Excerpt provided:
-- begin --
Unfortunately we didn’t see or hear any Ground Parrots during the two days. We did however stop to talk to a lone hiker who we asked if he had seen any low-flying, stocky green parrots. When we described them to him he seemed certain that’s what he saw but some descriptions he gave us sounded dubious. Who knows?

 

The Ground Parrot is a very cryptic species, much like its closest cousin the once thought to be extinct Night Parrot. A plump bird, the Ground Parrot is green with heavy mottling of yellow and black and a distinct red patch above the bill. It is more often heard than seen, unless accidentally flushed out of heath and is listed in Victoria as threatened. The call (which I had on an app on my phone) is very unlike any parrot I’ve ever heard and for me sounds more like a Gerygone than a parrot. Information beforehand suggested the Ground Parrot calls at dusk and dawn so these were when we did the most of the surveys. What we didn’t realise until after the survey was they actually call more often half an hour before dawn and half an hour after dusk!
-- end --
Data:
-- begin --
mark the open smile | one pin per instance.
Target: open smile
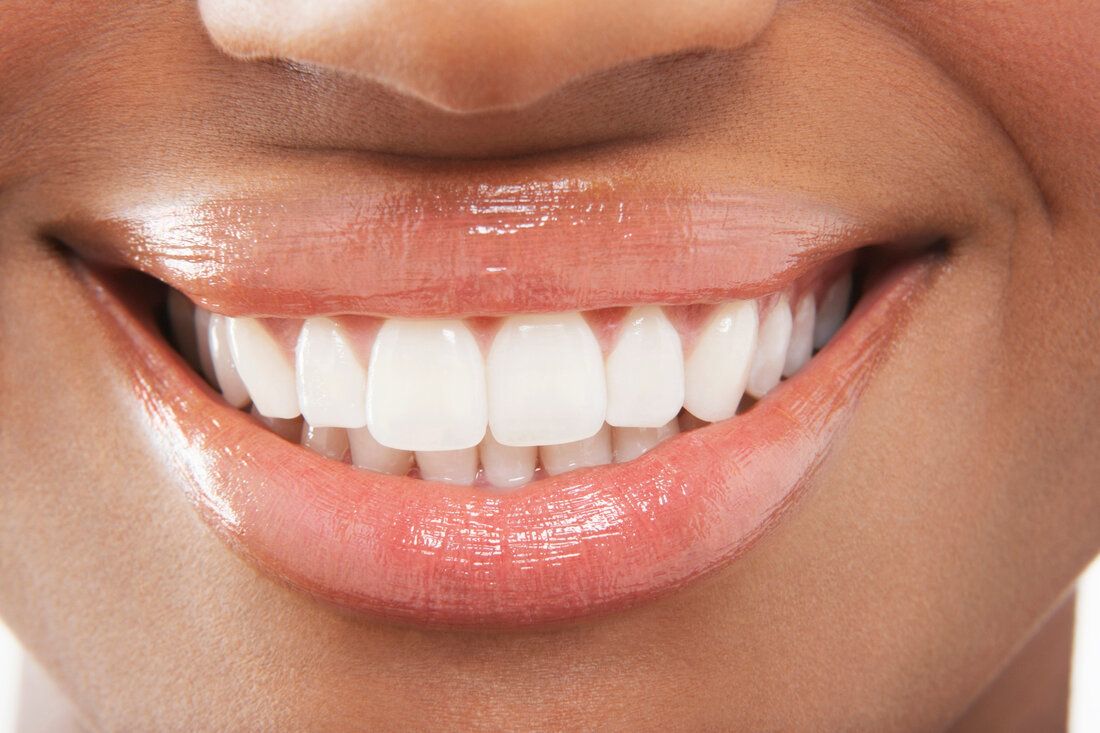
(492, 433)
-- end --
Stated problem:
Please repeat the Ground Parrot survey account, starting at "Unfortunately we didn’t" and ending at "dubious. Who knows?", and change "lone hiker" to "solo walker".

Task output:
Unfortunately we didn’t see or hear any Ground Parrots during the two days. We did however stop to talk to a solo walker who we asked if he had seen any low-flying, stocky green parrots. When we described them to him he seemed certain that’s what he saw but some descriptions he gave us sounded dubious. Who knows?